─── Extract ───

To Steal Or Not To Steal: Ask The
Professor
FrontPageMagazine.com | March 7,
2002
Democrats regularly insult the intelligence of half the public in
order to win the votes of the terminally stupid. As long as their
lies bamboozle enough clods to give them a political edge, they will
say absolutely anything. The Easily Demagogued are a key Democratic
constituency, right after Steely-Eyed Zealots.
Thus for example, even after Bill Clinton was exposed as a
slightly tackier version of Jimmy Swaggart, the Democrats could not
stop insulting our intelligence, sonorously intoning that it is not
perjury if it's "just about sex" or -- contradictorily -- it is also
not perjury if the witness personally believed it wasn't sex.
Further, during the Clintonized presidential election fiasco, the
party's law professor adjuncts fanned out across the airwaves to
earnestly explain that the Florida Supreme Court was engaging in a
perfectly ordinary act of judicial interpretation when it
interpreted "seven days" in the statute to mean "17 days, or as long
as it takes for Gore to steal the election."

─── Records supplied ───

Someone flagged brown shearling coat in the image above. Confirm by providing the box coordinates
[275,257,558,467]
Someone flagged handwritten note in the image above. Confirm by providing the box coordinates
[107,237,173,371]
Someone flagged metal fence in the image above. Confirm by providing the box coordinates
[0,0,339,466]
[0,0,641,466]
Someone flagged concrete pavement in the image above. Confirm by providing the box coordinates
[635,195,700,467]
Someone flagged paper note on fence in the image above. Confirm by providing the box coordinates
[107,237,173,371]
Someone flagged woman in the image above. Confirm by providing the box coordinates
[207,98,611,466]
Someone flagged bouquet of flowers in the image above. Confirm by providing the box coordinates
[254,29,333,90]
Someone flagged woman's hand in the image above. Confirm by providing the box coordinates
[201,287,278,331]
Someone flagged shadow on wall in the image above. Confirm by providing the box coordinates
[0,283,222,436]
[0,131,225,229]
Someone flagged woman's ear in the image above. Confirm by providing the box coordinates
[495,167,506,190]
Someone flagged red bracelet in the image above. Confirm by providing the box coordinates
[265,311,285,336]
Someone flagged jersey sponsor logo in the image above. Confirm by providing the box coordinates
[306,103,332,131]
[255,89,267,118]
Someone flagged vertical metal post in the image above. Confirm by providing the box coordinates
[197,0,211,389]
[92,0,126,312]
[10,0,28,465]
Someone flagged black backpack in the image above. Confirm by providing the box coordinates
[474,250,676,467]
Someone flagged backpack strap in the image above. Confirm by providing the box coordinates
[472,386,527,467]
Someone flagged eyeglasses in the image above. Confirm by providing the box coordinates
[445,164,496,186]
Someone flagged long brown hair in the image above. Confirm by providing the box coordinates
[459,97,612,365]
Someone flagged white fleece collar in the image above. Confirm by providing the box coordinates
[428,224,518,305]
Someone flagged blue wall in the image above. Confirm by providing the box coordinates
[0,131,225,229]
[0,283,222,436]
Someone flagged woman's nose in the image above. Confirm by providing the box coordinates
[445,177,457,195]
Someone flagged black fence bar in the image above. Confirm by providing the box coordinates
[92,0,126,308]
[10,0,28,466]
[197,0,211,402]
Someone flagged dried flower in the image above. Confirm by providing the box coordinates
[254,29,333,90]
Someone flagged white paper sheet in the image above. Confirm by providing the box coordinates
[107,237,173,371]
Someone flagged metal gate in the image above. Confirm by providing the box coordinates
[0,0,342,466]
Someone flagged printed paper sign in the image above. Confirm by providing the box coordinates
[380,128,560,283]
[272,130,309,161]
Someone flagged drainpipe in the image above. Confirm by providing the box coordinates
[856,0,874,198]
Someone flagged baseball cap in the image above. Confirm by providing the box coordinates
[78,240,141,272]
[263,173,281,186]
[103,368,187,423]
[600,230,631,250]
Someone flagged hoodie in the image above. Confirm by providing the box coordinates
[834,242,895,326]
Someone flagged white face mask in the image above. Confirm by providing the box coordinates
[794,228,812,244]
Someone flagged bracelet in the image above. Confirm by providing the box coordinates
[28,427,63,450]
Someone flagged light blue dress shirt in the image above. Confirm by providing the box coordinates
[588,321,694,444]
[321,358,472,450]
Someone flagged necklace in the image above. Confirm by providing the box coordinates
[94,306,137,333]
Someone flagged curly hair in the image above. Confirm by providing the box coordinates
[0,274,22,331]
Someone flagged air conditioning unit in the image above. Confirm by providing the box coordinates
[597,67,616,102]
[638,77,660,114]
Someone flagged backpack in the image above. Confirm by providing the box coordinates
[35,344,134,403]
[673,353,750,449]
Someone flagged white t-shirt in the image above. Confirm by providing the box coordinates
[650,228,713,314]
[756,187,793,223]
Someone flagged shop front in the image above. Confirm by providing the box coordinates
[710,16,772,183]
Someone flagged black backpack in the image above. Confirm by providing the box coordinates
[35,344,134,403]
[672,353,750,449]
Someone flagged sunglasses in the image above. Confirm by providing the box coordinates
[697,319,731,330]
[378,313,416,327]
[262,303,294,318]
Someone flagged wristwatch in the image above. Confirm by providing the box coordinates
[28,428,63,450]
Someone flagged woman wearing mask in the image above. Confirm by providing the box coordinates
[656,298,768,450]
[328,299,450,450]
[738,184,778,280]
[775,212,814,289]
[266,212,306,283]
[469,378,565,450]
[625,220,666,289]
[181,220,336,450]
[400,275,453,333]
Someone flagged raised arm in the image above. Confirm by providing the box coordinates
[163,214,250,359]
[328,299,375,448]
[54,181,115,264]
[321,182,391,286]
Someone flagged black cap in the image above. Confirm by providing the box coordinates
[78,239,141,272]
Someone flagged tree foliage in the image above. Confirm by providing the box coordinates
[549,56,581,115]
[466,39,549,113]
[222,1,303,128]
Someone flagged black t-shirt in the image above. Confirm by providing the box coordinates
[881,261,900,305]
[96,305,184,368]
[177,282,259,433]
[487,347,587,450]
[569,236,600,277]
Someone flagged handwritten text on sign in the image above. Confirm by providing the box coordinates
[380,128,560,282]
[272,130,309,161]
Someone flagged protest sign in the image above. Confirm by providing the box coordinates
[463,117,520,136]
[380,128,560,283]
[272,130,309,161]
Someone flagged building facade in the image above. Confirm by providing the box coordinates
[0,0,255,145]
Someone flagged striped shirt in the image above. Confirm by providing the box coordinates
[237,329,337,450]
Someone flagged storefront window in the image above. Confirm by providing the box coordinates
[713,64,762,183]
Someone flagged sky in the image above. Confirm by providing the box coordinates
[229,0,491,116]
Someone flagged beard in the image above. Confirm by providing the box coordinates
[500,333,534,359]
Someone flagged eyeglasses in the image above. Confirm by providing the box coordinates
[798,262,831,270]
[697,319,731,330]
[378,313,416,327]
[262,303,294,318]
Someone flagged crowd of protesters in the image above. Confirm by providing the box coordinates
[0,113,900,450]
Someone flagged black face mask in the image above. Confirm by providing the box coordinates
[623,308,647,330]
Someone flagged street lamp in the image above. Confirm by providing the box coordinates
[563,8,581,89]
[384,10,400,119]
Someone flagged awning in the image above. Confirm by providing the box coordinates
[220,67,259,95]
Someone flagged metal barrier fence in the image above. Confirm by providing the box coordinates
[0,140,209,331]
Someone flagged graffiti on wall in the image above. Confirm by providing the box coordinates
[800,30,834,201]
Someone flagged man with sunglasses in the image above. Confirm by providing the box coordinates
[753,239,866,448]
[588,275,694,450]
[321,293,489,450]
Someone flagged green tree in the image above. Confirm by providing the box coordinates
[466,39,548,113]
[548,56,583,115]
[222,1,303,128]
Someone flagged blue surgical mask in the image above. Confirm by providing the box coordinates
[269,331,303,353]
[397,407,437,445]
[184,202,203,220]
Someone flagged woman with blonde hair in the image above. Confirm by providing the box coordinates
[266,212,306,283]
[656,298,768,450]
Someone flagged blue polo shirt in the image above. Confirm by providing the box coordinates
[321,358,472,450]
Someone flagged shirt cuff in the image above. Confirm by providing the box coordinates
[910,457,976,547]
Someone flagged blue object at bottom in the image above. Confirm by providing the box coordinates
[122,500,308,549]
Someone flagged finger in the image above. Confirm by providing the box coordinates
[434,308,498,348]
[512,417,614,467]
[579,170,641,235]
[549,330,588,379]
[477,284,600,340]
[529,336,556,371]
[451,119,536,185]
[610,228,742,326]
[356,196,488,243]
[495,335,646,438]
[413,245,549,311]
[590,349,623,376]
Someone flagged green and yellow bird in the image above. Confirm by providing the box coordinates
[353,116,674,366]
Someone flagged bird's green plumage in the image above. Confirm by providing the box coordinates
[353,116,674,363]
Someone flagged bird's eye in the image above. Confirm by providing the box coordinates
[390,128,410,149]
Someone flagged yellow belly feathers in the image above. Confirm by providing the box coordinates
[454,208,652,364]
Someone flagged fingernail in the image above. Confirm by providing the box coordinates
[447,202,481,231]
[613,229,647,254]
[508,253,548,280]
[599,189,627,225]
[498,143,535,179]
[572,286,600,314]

───

[Set exercise 1]
On what date did the column run in FrontPageMagazine.com?
[Set exercise 2]
Reproduce the passage of the column that opens with the words containing "To Steal Or" and closes with "it wasn't sex.".
[Set exercise 3]
Name every individual person the column mentions.
These rows have no connection to the column.

[Response 1]
March 7, 2002

[Response 2]
To Steal Or Not To Steal: Ask The
Professor
FrontPageMagazine.com | March 7,
2002
Democrats regularly insult the intelligence of half the public in
order to win the votes of the terminally stupid. As long as their
lies bamboozle enough clods to give them a political edge, they will
say absolutely anything. The Easily Demagogued are a key Democratic
constituency, right after Steely-Eyed Zealots.
Thus for example, even after Bill Clinton was exposed as a
slightly tackier version of Jimmy Swaggart, the Democrats could not
stop insulting our intelligence, sonorously intoning that it is not
perjury if it's "just about sex" or -- contradictorily -- it is also
not perjury if the witness personally believed it wasn't sex.

[Response 3]
Bill Clinton, Jimmy Swaggart, Gore